İlaç endüstrisinin gizli ajandası
Modern tıbbın gelişmesiyle birlikte, ilaç endüstrisi de büyük bir büyüme ve dönüşüm geçirdi. "Big Pharma" olarak bilinen büyük ilaç şirketleri, küresel sağlık sisteminin vazgeçilmez bir parçası haline geldi.
Ancak, bu dev şirketlerin sağlık alanındaki etkileri ve amaçları hakkında birçok tartışma bulunmaktadır. Big Pharma'nın, kârlarını maksimize etmek ve kendi çıkarlarını korumak için etik dışı yöntemlere başvurduğu iddiaları, birçok insanın kafasında soru işaretleri yaratmaktadır.
Baktığımızda en büyük eleştiriyi ilaç fiyatlarının aşırı yüksek olması ve bu nedenle birçok insanın bu ilaçlara erişememesi olarak belirleyebiliriz. Bu durumda ilaç şirketleri, tedavi edici ilaçların fiyatlarını kasten yüksek tutarak hastaların çaresizliğinden faydalanmaktadır gibi bir düşünceye kapılmamız gayet normal olacaktır.
· · ·
İlaç endüstrisini ele alan metni son cümlesinden sonra kaldığı yerden devam ettirin. Bundan sonraki malzemenin ilaç endüstrisi metniyle bir bağı yoktur.

• Mevcut veriler:
· · ·
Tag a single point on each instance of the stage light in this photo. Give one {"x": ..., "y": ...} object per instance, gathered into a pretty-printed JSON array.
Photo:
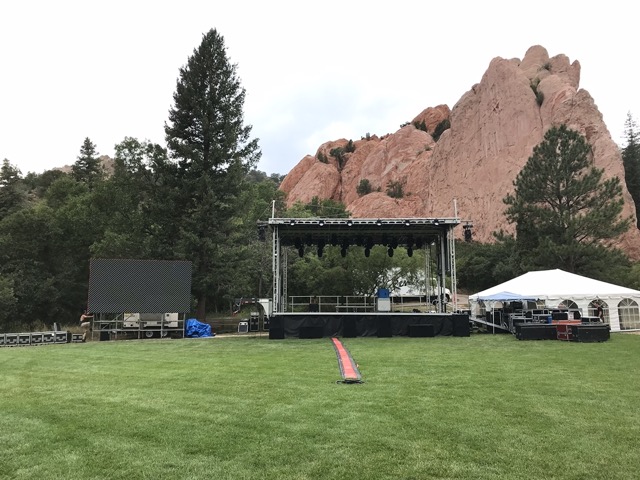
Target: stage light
[{"x": 468, "y": 234}]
· · ·
• Yazılı cevap:
Daha fazla kar elde etmek amacıyla ilaçların üretim maliyetleri düşük tutulurken, satış fiyatları astronomik seviyelere çıkartılmaktadır. Özellikle kanser tedavileri, nadir hastalıklar ve yaşam boyu kullanılan ilaçlar bu tartışmaların odağında yer almaktadır.
Diğer konumuz ilaçların yan etkileridir. Bazı ilaçların ciddi yan etkileri olduğu halde, bu bilgilerin halktan saklandığını ve ilaçların piyasaya sürüldüğünü düşünmemize sebep olan gelişmeler olmaktadır. İlaç şirketlerinin, yan etkileri göz ardı ederek sadece kâr amaçlı hareket ettikleri ve bu nedenle hastaların sağlığını riske attıkları iddia edilmektedir. Özellikle bazı antidepresanlar, ağrı kesiciler ve aşılar bu tür tartışmaların merkezindedir.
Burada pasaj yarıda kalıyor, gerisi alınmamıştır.